Building the Future of Web Development with React, Gatsby and Static Sites

January 9th, 2019 - 21 min read

As part of this post I have recreated my blog using the latest technologies available. These include:

  • ReactJS
  • Gatsby
  • GraphQL
  • Webpack
  • Babel
  • SSR
  • Contentful/Headless CMS

web-development-tech

React

React-icon

Let's start with React. React is a JavaScript library for building user interfaces. It is around 5 years old and was created by Facebook.

React works in a similar way to other libraries such as Vue and Angular; it utilizes components, which you, as a developer, create yourself.

JSX

Writing code for React is a little unusual at first, as it uses a technology called JSX in order to output markup. A little preview of this is below.

export default class HelloWorldApp extends Component {
  render() {
    return (
      <Text>Hello world!</Text>
    );
  }
}

The syntax gets a little getting used to, but quickly begins to make sense.

Bundled Components

A component in React contains everything required to display it. This includes the markup, JavaScript to control the behaviour, and CSS for styling.

┄┄┄┄┄┄┄┄┄┄

Can you extend the post on React, Gatsby and static sites, picking up right after its last sentence? The material after this line is separate from the post on React, Gatsby and static sites.

┄┄┄┄┄┄┄┄┄┄

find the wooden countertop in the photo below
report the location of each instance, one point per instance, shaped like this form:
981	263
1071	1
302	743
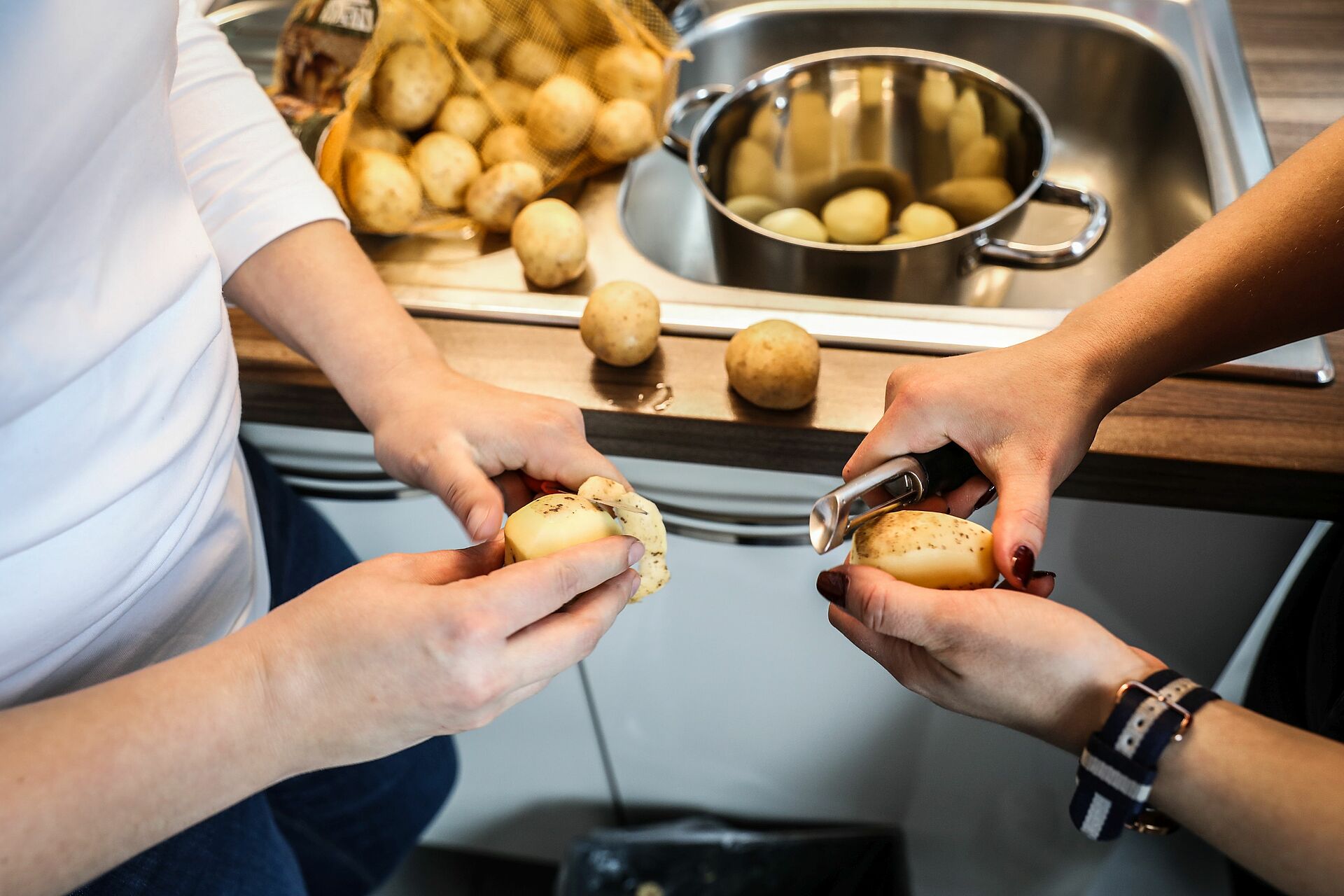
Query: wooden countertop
1186	442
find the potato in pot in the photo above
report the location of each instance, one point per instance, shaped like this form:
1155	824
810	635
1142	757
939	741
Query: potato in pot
925	548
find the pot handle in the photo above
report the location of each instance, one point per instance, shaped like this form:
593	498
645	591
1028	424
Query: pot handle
1008	254
702	96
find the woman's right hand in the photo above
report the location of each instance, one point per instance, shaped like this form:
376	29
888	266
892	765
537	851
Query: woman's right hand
1026	414
407	647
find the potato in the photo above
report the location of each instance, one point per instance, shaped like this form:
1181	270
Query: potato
981	158
629	73
858	216
384	194
510	144
753	207
531	62
937	97
465	117
470	18
445	166
550	241
796	222
511	97
622	131
921	220
622	324
774	365
925	548
561	115
972	199
410	85
553	523
647	527
495	198
967	122
752	169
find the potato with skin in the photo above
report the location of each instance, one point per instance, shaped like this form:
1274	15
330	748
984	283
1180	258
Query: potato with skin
384	194
496	197
921	220
774	365
550	241
561	115
858	216
465	117
622	130
410	85
972	199
929	550
629	73
797	223
445	166
622	324
553	523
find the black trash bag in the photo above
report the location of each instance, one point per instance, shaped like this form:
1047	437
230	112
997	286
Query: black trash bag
707	858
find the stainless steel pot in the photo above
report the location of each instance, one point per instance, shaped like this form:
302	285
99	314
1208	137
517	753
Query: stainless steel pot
875	117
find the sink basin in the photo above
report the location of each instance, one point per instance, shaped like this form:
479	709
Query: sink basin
1148	99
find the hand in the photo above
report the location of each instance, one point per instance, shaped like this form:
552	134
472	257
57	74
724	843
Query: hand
454	435
1026	414
407	647
1000	654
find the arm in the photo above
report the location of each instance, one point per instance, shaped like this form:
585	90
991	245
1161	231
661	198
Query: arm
1260	792
374	660
1261	273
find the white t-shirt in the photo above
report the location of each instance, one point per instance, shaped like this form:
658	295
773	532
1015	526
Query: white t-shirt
140	166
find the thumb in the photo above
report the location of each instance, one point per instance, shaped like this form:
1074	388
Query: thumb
1021	520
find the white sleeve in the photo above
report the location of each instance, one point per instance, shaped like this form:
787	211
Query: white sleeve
249	176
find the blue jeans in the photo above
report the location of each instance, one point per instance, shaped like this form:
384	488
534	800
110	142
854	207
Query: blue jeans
327	833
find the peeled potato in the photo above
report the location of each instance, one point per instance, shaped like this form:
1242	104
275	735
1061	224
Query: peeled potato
410	85
796	222
647	527
921	220
753	207
445	166
972	199
631	73
622	324
495	198
925	548
622	131
553	523
550	241
858	216
384	194
561	115
774	365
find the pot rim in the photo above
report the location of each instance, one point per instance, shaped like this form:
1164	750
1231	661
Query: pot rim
788	67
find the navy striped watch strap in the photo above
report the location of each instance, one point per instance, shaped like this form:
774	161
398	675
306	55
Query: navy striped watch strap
1117	769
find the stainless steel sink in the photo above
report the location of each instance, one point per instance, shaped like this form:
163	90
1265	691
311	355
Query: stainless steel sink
1151	106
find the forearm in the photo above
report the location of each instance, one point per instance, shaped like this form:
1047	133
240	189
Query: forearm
1265	794
318	292
1264	272
94	777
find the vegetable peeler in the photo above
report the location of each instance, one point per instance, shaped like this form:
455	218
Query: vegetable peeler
907	479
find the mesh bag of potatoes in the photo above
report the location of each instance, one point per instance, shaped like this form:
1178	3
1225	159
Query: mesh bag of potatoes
435	115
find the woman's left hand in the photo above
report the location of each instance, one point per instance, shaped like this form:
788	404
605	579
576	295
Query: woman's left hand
1000	654
465	441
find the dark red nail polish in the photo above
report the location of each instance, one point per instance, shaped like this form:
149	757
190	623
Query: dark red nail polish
1023	562
986	498
832	586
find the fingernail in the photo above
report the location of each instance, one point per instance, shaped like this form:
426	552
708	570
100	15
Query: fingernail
832	586
1023	562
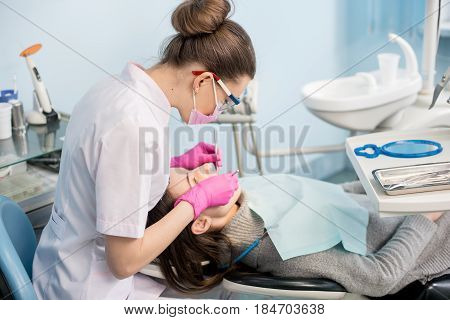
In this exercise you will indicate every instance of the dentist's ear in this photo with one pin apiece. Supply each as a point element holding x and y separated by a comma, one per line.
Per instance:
<point>200,79</point>
<point>201,225</point>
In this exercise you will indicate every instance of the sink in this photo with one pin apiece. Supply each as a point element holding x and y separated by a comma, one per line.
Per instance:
<point>361,102</point>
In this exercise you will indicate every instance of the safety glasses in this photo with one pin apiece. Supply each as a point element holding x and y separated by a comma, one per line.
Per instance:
<point>230,100</point>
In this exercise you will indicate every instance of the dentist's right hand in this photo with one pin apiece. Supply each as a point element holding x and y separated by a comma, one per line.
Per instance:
<point>211,192</point>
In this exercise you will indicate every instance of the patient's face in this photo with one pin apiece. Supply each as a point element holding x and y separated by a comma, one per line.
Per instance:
<point>181,180</point>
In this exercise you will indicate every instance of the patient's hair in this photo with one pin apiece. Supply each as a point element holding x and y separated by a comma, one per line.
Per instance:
<point>181,261</point>
<point>206,36</point>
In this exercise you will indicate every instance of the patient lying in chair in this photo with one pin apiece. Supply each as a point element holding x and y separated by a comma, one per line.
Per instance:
<point>400,250</point>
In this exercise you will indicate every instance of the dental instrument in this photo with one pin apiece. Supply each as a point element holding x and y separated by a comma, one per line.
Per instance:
<point>414,179</point>
<point>401,149</point>
<point>216,146</point>
<point>247,250</point>
<point>43,111</point>
<point>439,87</point>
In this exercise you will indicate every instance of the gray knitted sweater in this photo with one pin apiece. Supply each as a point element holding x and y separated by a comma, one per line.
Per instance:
<point>400,251</point>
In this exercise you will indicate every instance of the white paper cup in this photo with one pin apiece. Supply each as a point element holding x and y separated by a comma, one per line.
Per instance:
<point>5,121</point>
<point>388,64</point>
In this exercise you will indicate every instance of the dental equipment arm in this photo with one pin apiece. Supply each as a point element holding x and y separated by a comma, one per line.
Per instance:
<point>439,87</point>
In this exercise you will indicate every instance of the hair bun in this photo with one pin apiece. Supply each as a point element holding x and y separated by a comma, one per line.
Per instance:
<point>195,17</point>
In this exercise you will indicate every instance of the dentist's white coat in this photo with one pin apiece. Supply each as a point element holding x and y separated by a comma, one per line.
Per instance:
<point>114,169</point>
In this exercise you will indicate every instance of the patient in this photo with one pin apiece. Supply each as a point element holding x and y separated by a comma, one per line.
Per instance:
<point>400,249</point>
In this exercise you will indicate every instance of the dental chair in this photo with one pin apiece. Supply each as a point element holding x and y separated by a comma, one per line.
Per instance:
<point>246,283</point>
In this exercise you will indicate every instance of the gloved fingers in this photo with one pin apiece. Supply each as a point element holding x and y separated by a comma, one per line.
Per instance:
<point>218,161</point>
<point>233,179</point>
<point>207,147</point>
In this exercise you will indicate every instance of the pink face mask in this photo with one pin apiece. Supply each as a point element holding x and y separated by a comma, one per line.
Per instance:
<point>196,117</point>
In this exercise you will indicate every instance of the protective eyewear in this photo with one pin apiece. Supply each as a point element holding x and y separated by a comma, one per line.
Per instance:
<point>230,100</point>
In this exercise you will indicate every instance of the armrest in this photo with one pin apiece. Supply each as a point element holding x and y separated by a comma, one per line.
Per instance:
<point>437,289</point>
<point>267,285</point>
<point>265,280</point>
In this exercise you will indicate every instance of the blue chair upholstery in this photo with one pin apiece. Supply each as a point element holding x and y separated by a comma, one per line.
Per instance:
<point>17,247</point>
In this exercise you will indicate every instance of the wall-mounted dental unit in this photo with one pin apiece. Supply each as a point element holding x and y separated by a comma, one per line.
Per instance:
<point>43,111</point>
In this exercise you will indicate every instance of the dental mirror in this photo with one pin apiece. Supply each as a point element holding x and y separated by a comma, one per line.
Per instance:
<point>401,149</point>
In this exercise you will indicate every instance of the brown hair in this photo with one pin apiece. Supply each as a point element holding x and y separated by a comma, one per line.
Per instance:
<point>206,36</point>
<point>181,261</point>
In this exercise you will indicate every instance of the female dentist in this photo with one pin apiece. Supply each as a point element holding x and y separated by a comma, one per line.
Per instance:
<point>114,165</point>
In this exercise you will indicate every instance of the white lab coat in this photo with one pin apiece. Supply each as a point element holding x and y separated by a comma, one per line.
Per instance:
<point>114,169</point>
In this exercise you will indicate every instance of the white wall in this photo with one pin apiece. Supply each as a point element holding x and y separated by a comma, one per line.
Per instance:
<point>296,42</point>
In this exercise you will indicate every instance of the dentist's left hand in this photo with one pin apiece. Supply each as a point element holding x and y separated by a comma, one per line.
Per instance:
<point>214,191</point>
<point>200,154</point>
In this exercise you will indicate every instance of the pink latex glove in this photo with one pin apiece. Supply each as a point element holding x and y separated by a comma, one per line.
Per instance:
<point>200,154</point>
<point>211,192</point>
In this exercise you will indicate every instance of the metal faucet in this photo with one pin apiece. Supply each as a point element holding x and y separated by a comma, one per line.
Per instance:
<point>439,87</point>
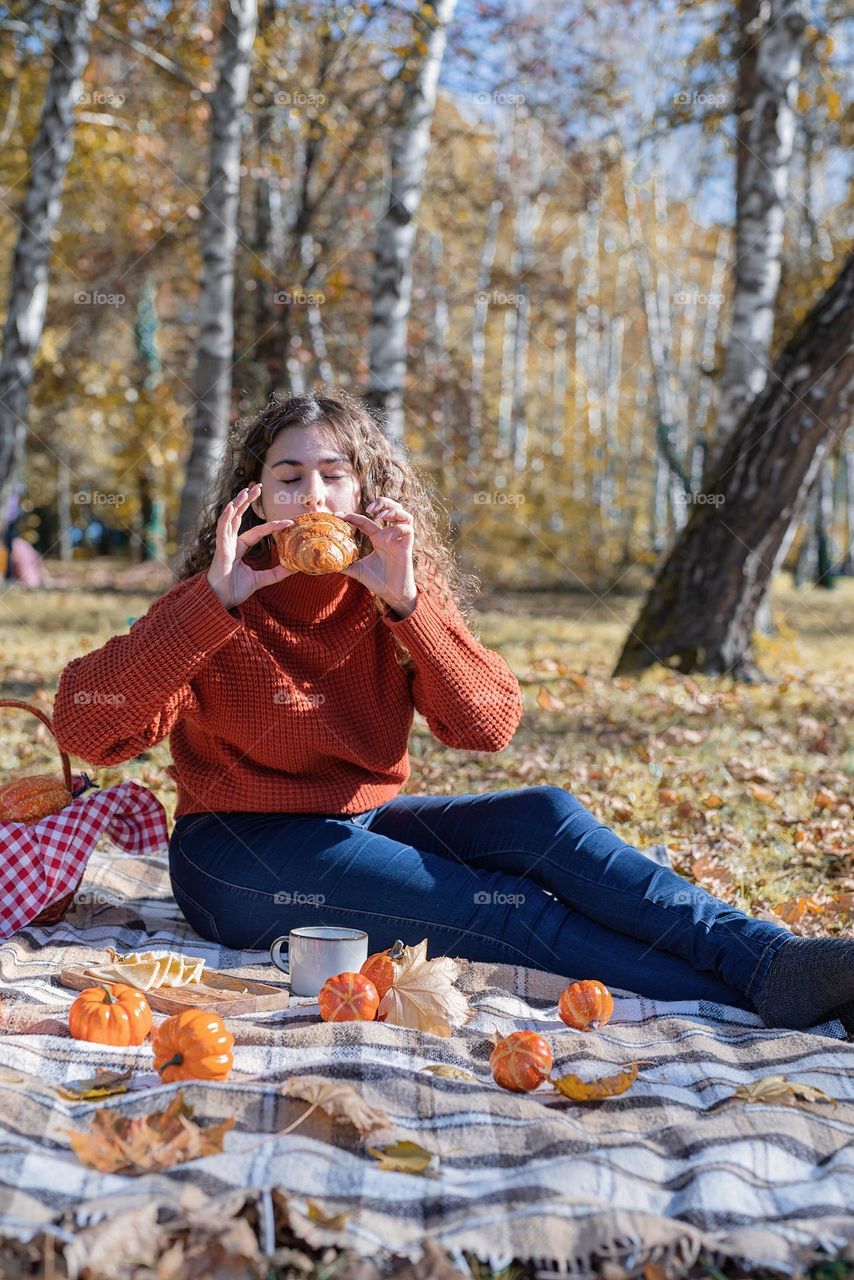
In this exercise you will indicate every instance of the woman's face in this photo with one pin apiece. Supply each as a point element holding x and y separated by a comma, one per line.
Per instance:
<point>304,471</point>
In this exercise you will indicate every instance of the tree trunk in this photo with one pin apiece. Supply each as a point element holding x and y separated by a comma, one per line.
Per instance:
<point>474,453</point>
<point>772,39</point>
<point>700,612</point>
<point>214,352</point>
<point>396,231</point>
<point>48,161</point>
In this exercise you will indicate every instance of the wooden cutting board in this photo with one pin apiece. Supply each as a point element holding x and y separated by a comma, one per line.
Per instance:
<point>218,993</point>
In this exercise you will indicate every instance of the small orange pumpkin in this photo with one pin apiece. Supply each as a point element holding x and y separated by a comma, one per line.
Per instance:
<point>521,1061</point>
<point>31,799</point>
<point>348,997</point>
<point>380,969</point>
<point>193,1045</point>
<point>585,1005</point>
<point>110,1014</point>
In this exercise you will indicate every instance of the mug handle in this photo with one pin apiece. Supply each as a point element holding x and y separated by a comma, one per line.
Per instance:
<point>275,954</point>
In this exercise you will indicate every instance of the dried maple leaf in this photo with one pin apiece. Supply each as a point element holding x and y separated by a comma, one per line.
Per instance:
<point>797,908</point>
<point>142,1144</point>
<point>339,1100</point>
<point>406,1157</point>
<point>423,996</point>
<point>100,1086</point>
<point>452,1073</point>
<point>708,868</point>
<point>590,1091</point>
<point>332,1221</point>
<point>777,1088</point>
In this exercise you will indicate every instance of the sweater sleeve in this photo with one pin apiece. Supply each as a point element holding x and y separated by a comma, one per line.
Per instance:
<point>466,693</point>
<point>119,699</point>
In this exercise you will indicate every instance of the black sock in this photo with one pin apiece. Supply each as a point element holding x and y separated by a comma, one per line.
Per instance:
<point>808,978</point>
<point>845,1014</point>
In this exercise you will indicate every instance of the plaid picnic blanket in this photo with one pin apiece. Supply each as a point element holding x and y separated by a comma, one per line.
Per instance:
<point>665,1171</point>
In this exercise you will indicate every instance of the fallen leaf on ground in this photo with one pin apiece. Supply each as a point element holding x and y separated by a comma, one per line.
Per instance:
<point>708,868</point>
<point>797,908</point>
<point>100,1086</point>
<point>452,1073</point>
<point>423,996</point>
<point>590,1091</point>
<point>406,1157</point>
<point>339,1100</point>
<point>332,1221</point>
<point>777,1088</point>
<point>142,1144</point>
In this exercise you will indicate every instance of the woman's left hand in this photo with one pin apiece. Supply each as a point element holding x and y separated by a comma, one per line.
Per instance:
<point>388,571</point>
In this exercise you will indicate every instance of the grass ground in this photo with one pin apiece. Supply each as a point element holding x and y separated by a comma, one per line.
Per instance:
<point>749,786</point>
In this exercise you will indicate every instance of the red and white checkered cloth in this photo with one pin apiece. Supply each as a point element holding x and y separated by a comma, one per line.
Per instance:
<point>46,860</point>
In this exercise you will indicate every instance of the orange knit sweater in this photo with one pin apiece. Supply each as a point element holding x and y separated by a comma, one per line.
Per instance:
<point>292,702</point>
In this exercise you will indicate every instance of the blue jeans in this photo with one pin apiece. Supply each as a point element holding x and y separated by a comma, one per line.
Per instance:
<point>524,877</point>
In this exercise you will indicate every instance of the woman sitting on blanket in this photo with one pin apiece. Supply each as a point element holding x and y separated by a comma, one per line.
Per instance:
<point>290,698</point>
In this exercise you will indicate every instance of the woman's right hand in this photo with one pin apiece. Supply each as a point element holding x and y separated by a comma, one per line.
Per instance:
<point>229,579</point>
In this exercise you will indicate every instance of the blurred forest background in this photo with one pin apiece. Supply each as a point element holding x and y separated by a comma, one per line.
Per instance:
<point>542,238</point>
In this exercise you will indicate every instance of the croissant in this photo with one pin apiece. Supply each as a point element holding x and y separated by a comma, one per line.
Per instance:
<point>316,543</point>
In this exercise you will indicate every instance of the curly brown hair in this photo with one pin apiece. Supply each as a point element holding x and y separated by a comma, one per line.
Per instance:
<point>383,470</point>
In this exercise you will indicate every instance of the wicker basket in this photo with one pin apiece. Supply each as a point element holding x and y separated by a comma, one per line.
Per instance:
<point>55,910</point>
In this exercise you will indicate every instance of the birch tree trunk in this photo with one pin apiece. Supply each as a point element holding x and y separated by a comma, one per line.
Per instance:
<point>772,39</point>
<point>846,565</point>
<point>396,232</point>
<point>700,612</point>
<point>479,339</point>
<point>214,351</point>
<point>48,161</point>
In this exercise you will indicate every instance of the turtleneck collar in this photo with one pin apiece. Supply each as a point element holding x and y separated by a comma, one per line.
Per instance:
<point>305,597</point>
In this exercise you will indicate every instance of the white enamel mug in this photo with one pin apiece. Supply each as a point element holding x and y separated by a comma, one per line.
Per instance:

┄┄┄┄┄┄┄┄┄┄

Answer to the exercise:
Usually, in a web application, markup, code and styling/presentation is split up into separate areas of the app to make it easier to manage. However, given the tight concept of components it makes a lot more sense to bundle these together in the same file (or set of files).

Again, this takes a little getting used to, but quickly makes sense.

Push State

On this blog you'll notice that each page loads instantly, with a short transition between each page.

This is possible because I'm using pushState between each page. Rather than actually loading each page, I'm just pulling in the content I need from within my React app, and then using pushState to tell your browser what the new URL is so that the back & forward buttons on your browser work properly, and the address bar shows what's required.

Additionally, I also change a few key details from page-to-page, such as the meta description, and open graph tags.

Gatsby

gatsby

Gatsby is a static site generator that sits on top of React. The idea is to create your website using React and then generate a series of static HTML and asset files.

Static Site Generators

The concept of a static site generator isn't new. People have been building sites with git repositories as a backend for a while, and GitHub Pages works using Jekyll, another Static Site Generator.

What makes Gatsby so interesting though is the ability to use dynamic data as part of your static site.

The content that you're reading right now is being served from a static .html file, however, it wasn't written as a .html file. Instead, the content was written on Contentful, which is a hosted headless CMS (I'll come onto this shortly).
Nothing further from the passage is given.